Dave LaMattina (born 31 May 1980), is an American filmmaker. He is best known as the director of documentaries Brownstones to Red Dirt, We Must Go and I Am Big Bird: The Caroll Spinney Story.

Personal life
He was born on 31 May 1980 in New York City, United States.

Career
Before directing documentaries, he started to work as a production manager for the blockbuster films Ice Age: Dawn of the Dinosaurs, Epic and Rio. Then in 2008, he became the writer of the short film Moonrock & Lighter Fluid. In 2009, he became the director assistant for the film Horton Hears a Who!. In 2010, he made his directorial debut with the documentary Brownstones to Red Dirt. The film revolves around some children in Brooklyn become pen pals with orphans from Sierra Leone. After the success of the documentary, he made his second documentary Kei.

Then in 2014, he made I Am Big Bird: The Caroll Spinney Story along with Chad N. Walker. The film has received generally favorable reviews. In 2014, he won the Audience Choice Award for the Best Documentary at Cinéfest Sudbury International Film Festival for the film.

### ROWS

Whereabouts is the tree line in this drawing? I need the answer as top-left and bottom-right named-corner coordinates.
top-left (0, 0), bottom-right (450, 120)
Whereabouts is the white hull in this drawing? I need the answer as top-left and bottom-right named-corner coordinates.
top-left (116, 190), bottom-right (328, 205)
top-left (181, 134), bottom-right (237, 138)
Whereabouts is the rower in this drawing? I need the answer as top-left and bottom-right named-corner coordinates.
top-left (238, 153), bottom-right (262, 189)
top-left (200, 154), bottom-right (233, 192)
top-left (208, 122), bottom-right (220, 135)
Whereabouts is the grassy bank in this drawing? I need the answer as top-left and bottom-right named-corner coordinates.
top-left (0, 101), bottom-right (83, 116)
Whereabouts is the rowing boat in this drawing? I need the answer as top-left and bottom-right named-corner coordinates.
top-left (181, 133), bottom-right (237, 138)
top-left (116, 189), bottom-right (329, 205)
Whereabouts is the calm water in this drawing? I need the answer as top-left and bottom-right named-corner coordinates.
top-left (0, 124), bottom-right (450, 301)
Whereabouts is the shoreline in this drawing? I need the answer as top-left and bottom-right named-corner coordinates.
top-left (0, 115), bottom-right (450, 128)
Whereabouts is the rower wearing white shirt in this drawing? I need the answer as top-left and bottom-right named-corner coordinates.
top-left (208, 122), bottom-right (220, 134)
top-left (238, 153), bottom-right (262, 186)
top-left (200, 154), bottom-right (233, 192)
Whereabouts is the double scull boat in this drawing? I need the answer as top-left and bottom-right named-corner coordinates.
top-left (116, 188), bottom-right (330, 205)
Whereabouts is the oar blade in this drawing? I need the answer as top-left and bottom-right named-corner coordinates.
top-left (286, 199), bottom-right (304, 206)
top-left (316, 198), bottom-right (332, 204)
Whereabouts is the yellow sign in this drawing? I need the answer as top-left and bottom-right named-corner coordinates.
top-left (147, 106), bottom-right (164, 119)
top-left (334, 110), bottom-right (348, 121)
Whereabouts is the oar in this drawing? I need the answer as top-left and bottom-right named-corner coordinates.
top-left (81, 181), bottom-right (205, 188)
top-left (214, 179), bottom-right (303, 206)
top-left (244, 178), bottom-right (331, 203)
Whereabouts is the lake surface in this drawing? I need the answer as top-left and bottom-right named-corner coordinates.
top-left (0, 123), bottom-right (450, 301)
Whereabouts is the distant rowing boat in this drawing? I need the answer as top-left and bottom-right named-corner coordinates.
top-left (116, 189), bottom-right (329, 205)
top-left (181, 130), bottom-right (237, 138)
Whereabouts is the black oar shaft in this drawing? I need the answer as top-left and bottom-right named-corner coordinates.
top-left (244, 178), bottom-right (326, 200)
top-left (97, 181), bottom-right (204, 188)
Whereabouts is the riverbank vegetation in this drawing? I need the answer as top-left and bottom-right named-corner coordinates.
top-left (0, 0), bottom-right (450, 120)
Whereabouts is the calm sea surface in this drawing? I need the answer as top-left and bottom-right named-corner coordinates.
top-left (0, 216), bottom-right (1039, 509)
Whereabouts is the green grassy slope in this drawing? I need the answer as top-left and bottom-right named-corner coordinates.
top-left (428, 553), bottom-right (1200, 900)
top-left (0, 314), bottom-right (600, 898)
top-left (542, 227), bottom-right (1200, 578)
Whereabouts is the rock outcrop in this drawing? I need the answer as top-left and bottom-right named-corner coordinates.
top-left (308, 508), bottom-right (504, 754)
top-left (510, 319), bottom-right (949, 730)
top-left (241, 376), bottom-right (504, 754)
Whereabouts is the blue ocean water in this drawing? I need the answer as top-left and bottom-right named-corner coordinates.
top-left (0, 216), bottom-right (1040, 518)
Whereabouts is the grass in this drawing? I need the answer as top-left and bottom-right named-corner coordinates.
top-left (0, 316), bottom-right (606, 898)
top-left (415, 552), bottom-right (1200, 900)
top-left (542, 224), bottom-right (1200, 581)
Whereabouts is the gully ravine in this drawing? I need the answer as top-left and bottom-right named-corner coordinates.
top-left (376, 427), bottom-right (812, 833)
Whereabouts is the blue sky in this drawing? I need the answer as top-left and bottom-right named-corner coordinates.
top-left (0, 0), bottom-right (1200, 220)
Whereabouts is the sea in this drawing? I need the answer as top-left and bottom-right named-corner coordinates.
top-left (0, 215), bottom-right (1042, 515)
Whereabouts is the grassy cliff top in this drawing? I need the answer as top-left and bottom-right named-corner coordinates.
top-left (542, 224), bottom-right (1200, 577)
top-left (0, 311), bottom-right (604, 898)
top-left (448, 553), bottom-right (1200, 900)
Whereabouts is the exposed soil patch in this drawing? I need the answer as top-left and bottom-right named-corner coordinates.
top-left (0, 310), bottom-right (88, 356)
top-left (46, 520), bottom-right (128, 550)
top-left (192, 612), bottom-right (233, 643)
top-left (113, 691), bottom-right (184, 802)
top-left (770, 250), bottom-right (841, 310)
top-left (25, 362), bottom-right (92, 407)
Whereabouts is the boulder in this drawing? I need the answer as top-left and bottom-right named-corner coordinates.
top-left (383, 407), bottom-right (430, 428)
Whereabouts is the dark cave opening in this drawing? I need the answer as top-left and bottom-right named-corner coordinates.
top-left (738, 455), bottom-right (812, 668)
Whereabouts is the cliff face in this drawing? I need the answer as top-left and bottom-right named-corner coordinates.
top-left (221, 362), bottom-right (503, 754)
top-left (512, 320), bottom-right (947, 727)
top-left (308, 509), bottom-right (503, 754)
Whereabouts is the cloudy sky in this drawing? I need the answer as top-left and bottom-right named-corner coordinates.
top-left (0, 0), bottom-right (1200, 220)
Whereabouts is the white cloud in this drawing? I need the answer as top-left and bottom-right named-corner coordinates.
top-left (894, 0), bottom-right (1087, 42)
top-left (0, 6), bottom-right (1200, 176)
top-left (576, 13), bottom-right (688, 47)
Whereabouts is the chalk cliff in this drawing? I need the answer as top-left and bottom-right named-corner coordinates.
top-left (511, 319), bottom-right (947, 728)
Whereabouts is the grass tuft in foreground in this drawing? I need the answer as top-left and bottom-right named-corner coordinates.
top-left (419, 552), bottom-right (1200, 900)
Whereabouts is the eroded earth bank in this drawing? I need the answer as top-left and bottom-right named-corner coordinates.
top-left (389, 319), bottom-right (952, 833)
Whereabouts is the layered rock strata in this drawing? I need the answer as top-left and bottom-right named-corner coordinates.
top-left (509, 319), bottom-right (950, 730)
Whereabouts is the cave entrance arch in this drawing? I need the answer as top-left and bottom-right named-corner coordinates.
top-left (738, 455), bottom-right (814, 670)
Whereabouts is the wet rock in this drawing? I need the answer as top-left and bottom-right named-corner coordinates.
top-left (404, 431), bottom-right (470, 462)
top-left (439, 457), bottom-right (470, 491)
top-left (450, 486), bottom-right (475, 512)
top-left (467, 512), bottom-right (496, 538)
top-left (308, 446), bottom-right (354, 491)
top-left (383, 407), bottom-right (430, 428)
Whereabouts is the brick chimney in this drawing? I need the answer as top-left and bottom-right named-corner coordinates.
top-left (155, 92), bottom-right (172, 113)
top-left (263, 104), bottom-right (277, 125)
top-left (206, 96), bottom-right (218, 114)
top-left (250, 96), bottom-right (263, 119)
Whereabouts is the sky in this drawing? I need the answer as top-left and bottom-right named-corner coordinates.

### DIRECTIONS
1. According to the Dave LaMattina biography, which award did he win at the Cinéfest Sudbury International Film Festival?
2. Pick up the Dave LaMattina biography after its final sentence and keep writing.

### ANSWERS TO THE PROBLEMS
1. The Audience Choice Award for Best Documentary, for I Am Big Bird: The Caroll Spinney Story.

2.
He graduated with a degree in communications from Boston College. Later he received a grant from the Jacques Salmanowitz Program for Moral Courage in Documentary Film. With the initiative Jacques Salmanowitz Program, LaMattina direct and produce a documentary about child AIDS activist Nkosi Johnson, which became his directorial debut. Meanwhile, he earned his MFA from the University of Southern California's School of Cinema-Television.

After the graduation, he spent time writing and working in development with Hollywood studios. In 2007, he co-founded the documentary film production house, 'Copper Pot Pictures' accompany with Chad N. Walker and Clay Frost.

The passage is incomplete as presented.